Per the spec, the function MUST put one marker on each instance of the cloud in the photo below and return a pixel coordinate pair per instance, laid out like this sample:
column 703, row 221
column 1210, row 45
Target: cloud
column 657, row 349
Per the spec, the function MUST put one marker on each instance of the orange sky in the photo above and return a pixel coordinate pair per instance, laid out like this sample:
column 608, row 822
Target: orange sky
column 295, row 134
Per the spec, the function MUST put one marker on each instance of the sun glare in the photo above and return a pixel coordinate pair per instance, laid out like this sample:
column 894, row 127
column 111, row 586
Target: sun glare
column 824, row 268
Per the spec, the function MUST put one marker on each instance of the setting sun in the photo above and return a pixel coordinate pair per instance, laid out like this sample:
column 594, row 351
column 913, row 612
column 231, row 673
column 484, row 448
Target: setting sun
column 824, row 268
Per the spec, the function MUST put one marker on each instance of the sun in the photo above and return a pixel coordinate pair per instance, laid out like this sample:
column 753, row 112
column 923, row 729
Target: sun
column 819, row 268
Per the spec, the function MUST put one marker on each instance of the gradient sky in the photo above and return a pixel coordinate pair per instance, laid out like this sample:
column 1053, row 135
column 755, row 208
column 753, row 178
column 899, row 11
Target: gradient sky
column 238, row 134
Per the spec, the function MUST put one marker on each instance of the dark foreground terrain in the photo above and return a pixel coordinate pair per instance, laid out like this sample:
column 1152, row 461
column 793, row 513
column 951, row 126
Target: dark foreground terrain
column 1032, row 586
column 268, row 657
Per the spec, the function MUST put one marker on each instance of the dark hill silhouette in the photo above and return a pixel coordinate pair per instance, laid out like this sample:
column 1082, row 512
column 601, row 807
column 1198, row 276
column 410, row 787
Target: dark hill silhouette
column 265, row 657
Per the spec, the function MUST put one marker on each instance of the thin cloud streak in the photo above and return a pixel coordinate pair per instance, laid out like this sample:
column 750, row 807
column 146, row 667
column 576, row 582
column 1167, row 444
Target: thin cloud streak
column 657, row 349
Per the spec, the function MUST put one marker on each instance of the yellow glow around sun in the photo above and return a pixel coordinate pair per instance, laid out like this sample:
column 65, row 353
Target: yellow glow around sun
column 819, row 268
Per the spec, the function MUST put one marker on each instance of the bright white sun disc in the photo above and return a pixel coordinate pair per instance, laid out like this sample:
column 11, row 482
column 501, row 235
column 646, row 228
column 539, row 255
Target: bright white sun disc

□ □ □

- Problem statement
Reproduce all of the records above word for word, line by line, with nothing changed.

- Written response
Per the spec, the function MUST put one marker on each instance of the cloud in the photo below and return a pixel coordinate pair per instance, laid out like this sample:
column 703, row 221
column 1210, row 45
Target: cloud
column 657, row 349
Per the spec, the function MUST put one marker on each instance of the orange sky in the photo above and return a pixel coordinate pair per instance, laid out like this sample:
column 608, row 822
Target: orange sky
column 295, row 134
Per the spec, the function MUST put one marker on each instance of the sun glare in the photo above and return a pixel coordinate pair per instance, laid out like this sample:
column 894, row 127
column 111, row 586
Target: sun glare
column 824, row 268
Per the spec, the function MUST put one marker on each instance of the setting sun in the photo above and return a pixel coordinate pair per instance, laid out like this sample:
column 594, row 351
column 913, row 612
column 231, row 673
column 484, row 448
Target: setting sun
column 824, row 268
Per the spec, the function MUST put one marker on each instance of the sun in the photo above and return a pixel coordinate pair per instance, laid out like this sample:
column 753, row 112
column 923, row 729
Target: sun
column 819, row 268
Per the spec, the function MUST put one marker on each instance of the gradient sky in the photo above and return a pixel coordinate pair per instance, laid out like this sample:
column 1053, row 135
column 755, row 208
column 753, row 178
column 899, row 11
Target: gradient sky
column 238, row 134
Per the spec, the function MUST put one marker on each instance of the dark foreground terrain in the photo above and return a pixel coordinate pair per instance, laid out like this sample:
column 1152, row 461
column 793, row 513
column 951, row 126
Target: dark foreground terrain
column 1032, row 586
column 268, row 657
Per the spec, the function MUST put one marker on each instance of the dark hill silhouette in the photo above and return a pixel coordinate pair per instance, laid out like this sample:
column 1082, row 512
column 601, row 807
column 1198, row 276
column 410, row 787
Target: dark hill silhouette
column 265, row 657
Per the spec, the function MUST put one marker on each instance of the thin cloud streak in the photo above and return a pixel coordinate pair per instance, laid out like this sample:
column 750, row 807
column 146, row 667
column 576, row 582
column 1167, row 444
Target: thin cloud streak
column 657, row 349
Per the spec, the function MUST put one marker on each instance of the yellow glow around sun in the photo above and return a pixel coordinate pair per instance, laid out like this sample:
column 65, row 353
Target: yellow glow around sun
column 819, row 268
Per the spec, the function MUST put one marker on each instance of the bright white sun disc in the photo above and return a pixel coordinate pair per instance, laid out like this sample:
column 11, row 482
column 501, row 235
column 646, row 228
column 539, row 255
Target: bright white sun disc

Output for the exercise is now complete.